Directions:
Repeat the lines below exactly as written, please, from the line with "Task: annotate every instance of the floor" to the line with "Task: annotate every instance of the black", both lines included, and no others.

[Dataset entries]
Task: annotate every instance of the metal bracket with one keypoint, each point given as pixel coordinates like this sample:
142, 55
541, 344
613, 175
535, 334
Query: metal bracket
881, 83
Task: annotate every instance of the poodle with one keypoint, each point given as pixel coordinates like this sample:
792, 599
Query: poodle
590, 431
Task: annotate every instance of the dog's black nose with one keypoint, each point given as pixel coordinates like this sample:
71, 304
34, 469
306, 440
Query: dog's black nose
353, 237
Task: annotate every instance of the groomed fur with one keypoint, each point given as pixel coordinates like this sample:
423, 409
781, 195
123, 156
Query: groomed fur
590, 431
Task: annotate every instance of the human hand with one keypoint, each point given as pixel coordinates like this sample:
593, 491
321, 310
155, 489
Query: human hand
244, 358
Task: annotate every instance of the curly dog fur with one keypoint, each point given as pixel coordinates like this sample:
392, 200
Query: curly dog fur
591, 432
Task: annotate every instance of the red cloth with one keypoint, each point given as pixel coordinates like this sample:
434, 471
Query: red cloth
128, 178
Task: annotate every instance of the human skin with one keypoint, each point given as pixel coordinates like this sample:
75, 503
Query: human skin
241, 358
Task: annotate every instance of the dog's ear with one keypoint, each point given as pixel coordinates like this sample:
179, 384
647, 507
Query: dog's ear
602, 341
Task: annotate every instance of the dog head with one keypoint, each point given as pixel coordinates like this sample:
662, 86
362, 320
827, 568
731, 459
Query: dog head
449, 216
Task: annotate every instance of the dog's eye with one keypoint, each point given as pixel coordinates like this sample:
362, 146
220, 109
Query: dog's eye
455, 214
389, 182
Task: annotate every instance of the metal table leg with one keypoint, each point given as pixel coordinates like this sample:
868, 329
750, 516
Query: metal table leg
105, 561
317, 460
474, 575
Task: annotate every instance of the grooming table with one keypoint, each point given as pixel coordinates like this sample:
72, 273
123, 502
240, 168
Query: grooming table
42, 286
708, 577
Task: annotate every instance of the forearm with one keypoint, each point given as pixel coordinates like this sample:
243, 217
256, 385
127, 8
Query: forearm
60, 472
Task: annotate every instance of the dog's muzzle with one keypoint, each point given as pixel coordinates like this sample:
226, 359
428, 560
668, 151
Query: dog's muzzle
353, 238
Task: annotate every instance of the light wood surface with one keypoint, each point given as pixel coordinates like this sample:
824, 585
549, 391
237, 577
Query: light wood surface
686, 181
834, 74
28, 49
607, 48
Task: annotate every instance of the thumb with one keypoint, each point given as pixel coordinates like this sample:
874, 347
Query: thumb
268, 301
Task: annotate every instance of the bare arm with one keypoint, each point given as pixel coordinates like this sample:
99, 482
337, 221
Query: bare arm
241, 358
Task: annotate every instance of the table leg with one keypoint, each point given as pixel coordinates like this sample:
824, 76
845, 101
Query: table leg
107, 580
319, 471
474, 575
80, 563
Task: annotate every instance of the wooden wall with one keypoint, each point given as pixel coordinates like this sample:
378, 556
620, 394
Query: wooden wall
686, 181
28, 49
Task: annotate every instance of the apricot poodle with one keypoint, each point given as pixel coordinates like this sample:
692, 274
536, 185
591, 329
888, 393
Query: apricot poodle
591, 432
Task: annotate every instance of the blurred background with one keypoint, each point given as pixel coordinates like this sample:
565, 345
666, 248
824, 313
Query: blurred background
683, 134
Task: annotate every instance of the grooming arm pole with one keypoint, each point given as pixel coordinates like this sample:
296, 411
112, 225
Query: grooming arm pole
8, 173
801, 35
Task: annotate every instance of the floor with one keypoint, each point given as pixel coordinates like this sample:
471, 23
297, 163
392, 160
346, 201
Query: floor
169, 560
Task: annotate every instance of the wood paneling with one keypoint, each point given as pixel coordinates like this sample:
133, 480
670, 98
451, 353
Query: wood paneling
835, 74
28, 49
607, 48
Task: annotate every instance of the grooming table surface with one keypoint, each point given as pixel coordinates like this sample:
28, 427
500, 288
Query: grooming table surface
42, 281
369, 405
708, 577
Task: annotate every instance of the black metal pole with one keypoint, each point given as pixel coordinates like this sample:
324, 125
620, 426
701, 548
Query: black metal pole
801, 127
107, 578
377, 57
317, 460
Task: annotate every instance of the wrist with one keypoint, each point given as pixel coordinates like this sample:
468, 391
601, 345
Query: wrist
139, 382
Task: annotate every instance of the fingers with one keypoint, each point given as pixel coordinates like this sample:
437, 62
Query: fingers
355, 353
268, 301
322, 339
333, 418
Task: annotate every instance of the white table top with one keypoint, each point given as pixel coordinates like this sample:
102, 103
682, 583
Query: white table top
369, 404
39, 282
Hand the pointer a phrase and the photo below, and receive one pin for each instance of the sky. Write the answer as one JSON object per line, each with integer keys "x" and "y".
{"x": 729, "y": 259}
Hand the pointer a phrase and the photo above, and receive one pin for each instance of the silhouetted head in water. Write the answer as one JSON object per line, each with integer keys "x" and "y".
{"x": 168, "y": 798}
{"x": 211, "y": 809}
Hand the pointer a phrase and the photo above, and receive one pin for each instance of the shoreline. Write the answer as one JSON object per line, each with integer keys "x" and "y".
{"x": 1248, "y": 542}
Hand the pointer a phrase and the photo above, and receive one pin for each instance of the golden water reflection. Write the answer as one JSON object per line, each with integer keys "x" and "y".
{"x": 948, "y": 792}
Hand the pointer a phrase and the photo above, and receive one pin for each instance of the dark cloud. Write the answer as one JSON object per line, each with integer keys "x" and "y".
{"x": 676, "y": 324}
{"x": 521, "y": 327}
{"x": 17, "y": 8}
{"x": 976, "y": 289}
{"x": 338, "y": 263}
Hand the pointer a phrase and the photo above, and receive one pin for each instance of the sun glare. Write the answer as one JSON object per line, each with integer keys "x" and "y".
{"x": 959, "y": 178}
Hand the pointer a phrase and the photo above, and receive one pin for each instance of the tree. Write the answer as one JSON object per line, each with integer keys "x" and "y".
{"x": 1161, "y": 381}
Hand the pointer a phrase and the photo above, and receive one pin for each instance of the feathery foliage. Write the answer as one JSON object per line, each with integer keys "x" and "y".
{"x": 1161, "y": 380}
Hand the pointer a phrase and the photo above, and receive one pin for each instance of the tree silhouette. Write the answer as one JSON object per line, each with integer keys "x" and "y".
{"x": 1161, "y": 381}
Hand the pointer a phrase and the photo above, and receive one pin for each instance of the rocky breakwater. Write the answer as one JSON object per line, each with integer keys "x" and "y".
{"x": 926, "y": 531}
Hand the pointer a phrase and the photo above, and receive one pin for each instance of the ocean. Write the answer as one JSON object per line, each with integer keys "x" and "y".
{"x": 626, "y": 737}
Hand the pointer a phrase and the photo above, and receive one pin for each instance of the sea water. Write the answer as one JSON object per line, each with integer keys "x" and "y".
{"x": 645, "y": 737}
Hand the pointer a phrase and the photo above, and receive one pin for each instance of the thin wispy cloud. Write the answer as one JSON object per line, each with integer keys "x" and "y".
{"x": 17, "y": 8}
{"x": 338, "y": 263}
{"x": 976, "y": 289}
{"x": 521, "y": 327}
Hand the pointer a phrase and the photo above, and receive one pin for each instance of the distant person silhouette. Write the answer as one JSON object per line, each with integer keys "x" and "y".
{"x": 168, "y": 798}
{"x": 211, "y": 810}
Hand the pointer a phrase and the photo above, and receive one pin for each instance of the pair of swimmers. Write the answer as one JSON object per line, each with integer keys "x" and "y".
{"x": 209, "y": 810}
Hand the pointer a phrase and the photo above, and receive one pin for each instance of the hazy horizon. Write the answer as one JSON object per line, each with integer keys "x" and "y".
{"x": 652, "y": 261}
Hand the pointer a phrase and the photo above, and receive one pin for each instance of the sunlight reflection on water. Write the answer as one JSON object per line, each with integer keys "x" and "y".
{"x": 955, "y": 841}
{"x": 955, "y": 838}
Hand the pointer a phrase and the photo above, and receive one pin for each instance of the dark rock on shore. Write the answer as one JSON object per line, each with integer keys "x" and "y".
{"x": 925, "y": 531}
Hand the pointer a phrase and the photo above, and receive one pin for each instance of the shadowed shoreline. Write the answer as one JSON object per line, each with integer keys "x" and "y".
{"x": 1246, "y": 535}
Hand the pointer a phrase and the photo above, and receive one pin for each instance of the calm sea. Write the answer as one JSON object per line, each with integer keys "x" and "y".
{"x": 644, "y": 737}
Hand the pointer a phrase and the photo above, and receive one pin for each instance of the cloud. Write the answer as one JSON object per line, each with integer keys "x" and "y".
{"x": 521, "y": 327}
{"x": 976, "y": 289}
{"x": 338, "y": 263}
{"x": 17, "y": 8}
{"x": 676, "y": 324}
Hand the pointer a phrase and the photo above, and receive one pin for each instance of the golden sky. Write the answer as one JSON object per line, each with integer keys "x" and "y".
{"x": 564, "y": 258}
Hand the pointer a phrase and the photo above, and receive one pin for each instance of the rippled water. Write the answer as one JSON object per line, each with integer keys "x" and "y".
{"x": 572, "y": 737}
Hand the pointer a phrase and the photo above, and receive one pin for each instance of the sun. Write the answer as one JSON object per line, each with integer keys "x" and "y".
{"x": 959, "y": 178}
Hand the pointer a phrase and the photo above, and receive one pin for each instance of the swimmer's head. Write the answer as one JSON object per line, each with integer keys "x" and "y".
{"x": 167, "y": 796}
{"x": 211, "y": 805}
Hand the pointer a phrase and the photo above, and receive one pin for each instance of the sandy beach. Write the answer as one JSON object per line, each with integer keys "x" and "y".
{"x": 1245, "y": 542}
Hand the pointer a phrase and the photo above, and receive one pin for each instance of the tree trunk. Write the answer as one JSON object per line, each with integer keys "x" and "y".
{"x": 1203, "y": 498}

Answer for this exercise:
Task: annotate every instance of the floor with one keypoint, each point given as pixel coordinates like this sample:
471, 23
297, 163
392, 160
346, 201
Query: floor
169, 560
Task: annotate every instance of the wood paneling with one keypoint, each point given as pixel coordinates like this sample:
133, 480
670, 98
451, 353
Query: wood paneling
835, 74
28, 49
607, 48
Task: annotate every instance of the grooming table surface with one keypoint, each point given as pixel coordinates like this sample:
28, 427
500, 288
Query: grooming table surface
42, 281
369, 405
708, 577
Task: annotate every instance of the black metal pole with one keypoint, each point given as pixel coordinates like this sample:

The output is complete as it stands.